== SELECTED EXCERPT ==
•••

In a systematic review, Thabtah and Peebles [13] evaluated and critically analyzed 37 different ASD screening tools to identify possible areas that need to be addressed through further development and innovation [13].

In another analysis, Thabtah et al. [14] proposed a new machine learning framework related to screening autism for adults and teenagers containing vital characteristics. The results obtained reveal that the machine learning technology was able to generate classification systems with acceptable performance in terms of sensitivity, specificity, and precision, among others [14].

•••

== QUESTIONS ==
1. In the excerpt on autism screening research, how many ASD screening tools did Thabtah and Peebles evaluate?
2. For each statement, say whether the excerpt on autism screening research supports it: (a) Thabtah et al. proposed a machine learning framework for screening autism in children only. (b) The machine learning technology produced classification systems with acceptable performance. (c) Thabtah and Peebles conducted a systematic review.
The data after this excerpt are separate material and unrelated to it.

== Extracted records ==
•••

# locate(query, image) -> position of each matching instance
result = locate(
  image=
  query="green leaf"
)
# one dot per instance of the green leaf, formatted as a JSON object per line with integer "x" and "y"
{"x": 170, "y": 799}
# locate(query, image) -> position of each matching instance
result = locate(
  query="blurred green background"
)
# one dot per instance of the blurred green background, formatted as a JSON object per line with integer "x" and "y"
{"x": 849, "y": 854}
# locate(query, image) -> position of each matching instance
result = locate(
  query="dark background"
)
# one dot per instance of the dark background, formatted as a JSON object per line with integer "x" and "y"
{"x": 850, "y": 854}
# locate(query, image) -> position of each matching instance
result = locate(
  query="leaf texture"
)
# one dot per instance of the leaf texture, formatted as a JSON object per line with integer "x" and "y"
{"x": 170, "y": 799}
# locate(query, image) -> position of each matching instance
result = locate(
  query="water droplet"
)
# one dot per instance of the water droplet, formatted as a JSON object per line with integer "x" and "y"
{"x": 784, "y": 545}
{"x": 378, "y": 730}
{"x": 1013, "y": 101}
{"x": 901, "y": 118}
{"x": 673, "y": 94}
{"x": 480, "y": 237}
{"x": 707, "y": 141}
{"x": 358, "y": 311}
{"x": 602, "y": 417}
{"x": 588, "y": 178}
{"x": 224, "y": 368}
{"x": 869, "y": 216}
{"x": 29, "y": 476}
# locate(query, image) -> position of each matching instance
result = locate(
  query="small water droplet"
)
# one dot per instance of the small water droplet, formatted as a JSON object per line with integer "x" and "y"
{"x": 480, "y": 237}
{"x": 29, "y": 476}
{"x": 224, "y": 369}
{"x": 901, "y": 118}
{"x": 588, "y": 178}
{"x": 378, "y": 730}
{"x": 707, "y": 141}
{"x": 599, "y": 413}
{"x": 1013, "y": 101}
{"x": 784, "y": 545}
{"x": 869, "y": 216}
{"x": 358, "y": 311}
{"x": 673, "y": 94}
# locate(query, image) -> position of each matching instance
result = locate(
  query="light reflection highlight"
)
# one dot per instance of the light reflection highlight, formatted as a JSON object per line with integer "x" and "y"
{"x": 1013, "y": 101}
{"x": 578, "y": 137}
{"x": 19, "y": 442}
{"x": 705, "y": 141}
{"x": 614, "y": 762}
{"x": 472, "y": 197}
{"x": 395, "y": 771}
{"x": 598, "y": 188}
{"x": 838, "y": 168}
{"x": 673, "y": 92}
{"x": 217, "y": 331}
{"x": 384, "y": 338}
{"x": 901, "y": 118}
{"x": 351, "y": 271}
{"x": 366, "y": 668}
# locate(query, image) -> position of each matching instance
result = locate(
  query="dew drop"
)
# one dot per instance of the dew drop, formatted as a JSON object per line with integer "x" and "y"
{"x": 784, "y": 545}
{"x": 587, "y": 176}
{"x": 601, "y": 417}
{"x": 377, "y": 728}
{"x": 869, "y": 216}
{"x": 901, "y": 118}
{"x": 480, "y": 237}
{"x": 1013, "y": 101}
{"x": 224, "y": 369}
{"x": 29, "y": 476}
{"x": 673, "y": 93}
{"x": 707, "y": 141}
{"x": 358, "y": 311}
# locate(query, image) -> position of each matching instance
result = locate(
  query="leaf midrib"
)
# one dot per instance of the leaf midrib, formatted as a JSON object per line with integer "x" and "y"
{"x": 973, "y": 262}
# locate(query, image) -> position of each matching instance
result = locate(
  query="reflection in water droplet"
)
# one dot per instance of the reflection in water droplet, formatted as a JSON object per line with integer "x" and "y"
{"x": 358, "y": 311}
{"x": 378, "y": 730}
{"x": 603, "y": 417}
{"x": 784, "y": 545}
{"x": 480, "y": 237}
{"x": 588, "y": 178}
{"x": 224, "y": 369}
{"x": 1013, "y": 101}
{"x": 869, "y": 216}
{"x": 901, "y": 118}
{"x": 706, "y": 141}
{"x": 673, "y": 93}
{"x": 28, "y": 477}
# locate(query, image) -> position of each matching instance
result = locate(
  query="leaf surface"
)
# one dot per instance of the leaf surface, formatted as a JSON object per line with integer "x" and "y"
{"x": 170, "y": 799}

•••

== ANSWER SET ==
1. 37

2.
(a) No: "screening autism for adults and teenagers"
(b) Yes: "able to generate classification systems with acceptable performance"
(c) Yes: "In a systematic review, Thabtah and Peebles"